Copy the data from the line containing "Find the bare" through the end, replacing "bare shoulder" with "exposed shoulder" and changing nothing else. Omit the pictures from your copy.

═══ MATERIAL

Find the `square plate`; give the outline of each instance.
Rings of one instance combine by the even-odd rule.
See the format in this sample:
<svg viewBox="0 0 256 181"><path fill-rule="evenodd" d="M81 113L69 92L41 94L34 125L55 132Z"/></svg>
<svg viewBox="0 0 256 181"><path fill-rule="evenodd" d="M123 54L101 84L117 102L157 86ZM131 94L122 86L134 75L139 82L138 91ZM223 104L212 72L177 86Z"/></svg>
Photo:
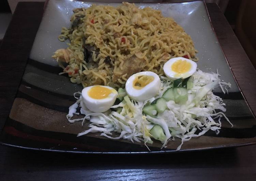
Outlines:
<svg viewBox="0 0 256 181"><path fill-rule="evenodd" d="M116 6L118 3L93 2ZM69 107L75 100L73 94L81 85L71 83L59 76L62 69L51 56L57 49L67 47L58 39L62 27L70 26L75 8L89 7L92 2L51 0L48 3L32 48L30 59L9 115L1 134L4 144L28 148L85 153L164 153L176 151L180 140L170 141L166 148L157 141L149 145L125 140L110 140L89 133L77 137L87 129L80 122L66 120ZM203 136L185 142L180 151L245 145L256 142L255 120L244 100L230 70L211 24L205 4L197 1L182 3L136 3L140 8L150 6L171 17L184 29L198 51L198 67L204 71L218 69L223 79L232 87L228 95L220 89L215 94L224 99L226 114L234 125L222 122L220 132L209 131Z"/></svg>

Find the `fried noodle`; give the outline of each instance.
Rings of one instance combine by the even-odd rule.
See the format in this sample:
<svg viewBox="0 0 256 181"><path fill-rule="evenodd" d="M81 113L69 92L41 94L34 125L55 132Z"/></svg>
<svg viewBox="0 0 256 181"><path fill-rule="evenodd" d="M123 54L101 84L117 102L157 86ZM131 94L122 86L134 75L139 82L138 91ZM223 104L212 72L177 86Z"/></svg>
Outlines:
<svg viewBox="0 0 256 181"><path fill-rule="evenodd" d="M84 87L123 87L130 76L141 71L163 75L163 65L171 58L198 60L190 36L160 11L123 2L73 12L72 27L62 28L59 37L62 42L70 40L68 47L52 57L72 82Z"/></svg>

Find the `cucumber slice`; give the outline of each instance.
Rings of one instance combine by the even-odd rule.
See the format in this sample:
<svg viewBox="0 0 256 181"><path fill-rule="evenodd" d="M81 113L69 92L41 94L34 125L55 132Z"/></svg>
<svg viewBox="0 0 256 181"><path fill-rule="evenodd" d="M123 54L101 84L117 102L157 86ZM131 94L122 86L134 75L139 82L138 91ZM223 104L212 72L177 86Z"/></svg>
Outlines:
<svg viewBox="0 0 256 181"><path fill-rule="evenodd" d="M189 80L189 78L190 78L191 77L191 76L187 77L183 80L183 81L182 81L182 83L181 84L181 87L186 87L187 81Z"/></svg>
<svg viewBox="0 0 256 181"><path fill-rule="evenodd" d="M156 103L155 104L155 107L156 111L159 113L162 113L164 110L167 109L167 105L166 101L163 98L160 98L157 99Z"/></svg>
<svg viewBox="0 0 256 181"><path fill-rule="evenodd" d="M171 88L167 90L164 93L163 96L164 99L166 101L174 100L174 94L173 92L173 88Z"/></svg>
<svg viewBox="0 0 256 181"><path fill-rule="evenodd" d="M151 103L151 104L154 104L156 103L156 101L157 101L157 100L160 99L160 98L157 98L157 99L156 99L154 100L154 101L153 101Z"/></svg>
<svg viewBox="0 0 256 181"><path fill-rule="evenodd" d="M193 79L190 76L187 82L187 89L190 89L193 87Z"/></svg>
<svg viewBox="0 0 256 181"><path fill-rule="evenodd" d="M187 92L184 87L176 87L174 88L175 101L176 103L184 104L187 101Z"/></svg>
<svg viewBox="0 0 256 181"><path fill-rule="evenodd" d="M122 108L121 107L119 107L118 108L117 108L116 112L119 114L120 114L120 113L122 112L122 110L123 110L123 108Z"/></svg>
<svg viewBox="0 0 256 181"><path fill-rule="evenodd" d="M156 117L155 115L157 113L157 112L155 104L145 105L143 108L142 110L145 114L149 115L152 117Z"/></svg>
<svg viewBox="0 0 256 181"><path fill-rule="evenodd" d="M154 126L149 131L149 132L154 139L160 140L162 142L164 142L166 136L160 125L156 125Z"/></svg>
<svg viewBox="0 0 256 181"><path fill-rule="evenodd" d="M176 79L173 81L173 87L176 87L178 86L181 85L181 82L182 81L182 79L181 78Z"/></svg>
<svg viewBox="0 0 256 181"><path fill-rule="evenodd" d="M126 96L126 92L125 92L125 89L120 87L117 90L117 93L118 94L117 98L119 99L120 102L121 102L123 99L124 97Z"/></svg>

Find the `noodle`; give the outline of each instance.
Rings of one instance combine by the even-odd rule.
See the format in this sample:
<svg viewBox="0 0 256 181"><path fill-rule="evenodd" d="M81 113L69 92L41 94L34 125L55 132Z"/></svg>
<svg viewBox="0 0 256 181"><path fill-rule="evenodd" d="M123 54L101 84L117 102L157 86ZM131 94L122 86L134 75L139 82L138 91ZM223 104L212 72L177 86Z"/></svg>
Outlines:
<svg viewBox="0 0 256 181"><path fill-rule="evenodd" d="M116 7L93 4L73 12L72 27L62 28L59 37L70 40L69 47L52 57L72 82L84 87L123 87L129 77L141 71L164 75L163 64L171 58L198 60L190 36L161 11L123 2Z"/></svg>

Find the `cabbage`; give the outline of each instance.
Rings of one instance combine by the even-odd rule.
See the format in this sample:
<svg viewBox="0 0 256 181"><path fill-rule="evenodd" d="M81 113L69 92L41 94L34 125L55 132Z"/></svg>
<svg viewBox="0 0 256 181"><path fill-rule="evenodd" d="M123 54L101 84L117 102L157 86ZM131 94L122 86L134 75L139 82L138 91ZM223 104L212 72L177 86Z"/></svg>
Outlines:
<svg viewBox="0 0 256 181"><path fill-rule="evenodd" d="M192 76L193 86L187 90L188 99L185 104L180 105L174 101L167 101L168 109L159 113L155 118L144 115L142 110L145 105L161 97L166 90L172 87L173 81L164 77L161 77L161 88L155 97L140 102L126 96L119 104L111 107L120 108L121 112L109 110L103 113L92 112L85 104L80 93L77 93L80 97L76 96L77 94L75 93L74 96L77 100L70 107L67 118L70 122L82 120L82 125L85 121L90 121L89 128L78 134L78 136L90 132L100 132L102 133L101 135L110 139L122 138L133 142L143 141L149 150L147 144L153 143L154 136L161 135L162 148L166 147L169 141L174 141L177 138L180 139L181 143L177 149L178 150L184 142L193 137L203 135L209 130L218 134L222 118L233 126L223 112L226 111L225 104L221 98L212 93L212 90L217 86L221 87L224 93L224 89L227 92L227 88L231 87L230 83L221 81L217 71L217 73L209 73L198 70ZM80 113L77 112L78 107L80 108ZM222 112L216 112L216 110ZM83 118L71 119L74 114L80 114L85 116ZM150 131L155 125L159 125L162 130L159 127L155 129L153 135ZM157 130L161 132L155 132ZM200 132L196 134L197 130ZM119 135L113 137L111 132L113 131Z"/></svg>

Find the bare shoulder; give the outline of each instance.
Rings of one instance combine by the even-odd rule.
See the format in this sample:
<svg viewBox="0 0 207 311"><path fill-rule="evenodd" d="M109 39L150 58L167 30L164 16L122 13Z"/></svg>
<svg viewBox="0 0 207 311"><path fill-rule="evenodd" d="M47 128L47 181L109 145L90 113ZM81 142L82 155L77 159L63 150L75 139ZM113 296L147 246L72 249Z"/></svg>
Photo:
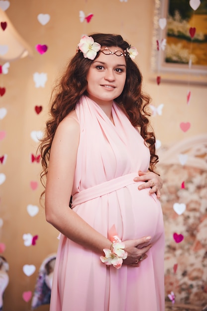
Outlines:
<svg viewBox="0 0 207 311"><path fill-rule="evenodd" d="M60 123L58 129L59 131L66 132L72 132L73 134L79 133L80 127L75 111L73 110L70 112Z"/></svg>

══════

▶ _TASK SOLUTION_:
Find the exposed shoulder; give the outline of each instance.
Rings of one instance combine by the even-odd rule.
See the format in this sample:
<svg viewBox="0 0 207 311"><path fill-rule="evenodd" d="M109 39L150 58L167 30L164 16L122 13Z"/></svg>
<svg viewBox="0 0 207 311"><path fill-rule="evenodd" d="M47 128L47 181L109 145L90 113ZM81 142L82 155L77 159L63 150L75 139ZM113 296L147 246L72 249Z"/></svg>
Photo:
Outlines:
<svg viewBox="0 0 207 311"><path fill-rule="evenodd" d="M60 123L58 129L59 131L66 132L72 132L73 134L79 133L80 127L75 111L73 110L70 112Z"/></svg>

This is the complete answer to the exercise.